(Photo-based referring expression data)
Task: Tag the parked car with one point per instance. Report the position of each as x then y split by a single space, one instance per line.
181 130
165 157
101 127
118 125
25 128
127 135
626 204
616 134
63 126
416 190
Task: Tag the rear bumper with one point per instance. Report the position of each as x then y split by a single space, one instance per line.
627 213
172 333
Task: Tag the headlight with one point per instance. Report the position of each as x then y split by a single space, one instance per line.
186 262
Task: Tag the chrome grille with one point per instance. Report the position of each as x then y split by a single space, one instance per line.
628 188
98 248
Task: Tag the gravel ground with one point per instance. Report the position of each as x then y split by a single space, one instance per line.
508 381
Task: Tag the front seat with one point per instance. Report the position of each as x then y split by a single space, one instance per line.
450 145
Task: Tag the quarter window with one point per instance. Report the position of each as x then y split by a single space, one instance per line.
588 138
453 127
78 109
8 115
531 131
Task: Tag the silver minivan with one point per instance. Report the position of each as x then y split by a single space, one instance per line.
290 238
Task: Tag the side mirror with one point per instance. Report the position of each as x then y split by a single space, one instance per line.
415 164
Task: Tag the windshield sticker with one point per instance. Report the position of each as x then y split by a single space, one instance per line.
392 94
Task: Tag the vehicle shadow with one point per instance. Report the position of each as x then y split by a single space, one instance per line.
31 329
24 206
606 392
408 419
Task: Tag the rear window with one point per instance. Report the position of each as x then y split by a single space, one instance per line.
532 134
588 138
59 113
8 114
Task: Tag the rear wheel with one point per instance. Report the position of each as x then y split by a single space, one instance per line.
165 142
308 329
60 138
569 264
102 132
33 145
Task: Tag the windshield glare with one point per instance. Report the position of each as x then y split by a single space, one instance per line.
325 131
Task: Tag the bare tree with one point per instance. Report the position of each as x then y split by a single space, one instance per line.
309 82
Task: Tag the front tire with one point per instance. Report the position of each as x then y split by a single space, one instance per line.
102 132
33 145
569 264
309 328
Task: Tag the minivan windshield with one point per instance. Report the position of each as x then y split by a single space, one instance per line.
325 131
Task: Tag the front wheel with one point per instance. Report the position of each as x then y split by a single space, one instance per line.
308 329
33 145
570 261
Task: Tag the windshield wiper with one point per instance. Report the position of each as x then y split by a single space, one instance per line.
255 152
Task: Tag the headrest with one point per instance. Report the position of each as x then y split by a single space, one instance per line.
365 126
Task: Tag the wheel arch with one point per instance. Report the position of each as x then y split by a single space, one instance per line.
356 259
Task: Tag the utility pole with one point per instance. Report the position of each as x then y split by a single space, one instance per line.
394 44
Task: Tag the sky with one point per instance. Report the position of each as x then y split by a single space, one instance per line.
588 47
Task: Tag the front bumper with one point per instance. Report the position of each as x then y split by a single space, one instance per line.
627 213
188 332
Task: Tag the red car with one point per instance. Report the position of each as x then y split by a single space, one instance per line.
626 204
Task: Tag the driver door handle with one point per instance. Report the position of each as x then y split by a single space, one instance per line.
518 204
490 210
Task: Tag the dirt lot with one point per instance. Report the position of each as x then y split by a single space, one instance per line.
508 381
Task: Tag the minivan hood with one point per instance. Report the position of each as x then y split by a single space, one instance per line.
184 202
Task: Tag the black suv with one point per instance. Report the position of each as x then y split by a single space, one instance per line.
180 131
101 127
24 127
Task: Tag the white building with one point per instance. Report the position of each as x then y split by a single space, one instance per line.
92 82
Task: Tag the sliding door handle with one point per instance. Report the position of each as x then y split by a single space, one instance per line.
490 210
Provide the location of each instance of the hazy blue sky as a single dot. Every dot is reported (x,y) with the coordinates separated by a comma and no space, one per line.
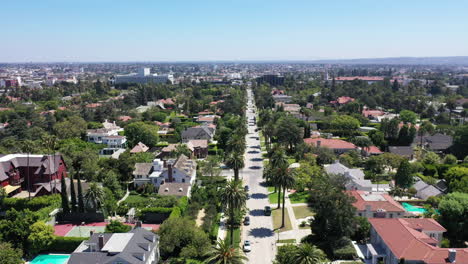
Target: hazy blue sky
(172,30)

Assignment
Omit the pictures and retype exactly the lines from the one containing "Task: Tag the white" through the end of the entries above.

Response box
Task: Tag the white building with one point per instance. Report the position of each as x then y split by a single space, one instance per line.
92 82
Task: Tag the sliding door handle with one point per instance. Report the position of each as x then y split by a single space, one instance per line.
490 210
Provide the location of each instance of the hazy blue sky as a single dot. Every dot is reported (x,y) with the coordinates separated by a comma and no space, one per line.
Target: hazy blue sky
(172,30)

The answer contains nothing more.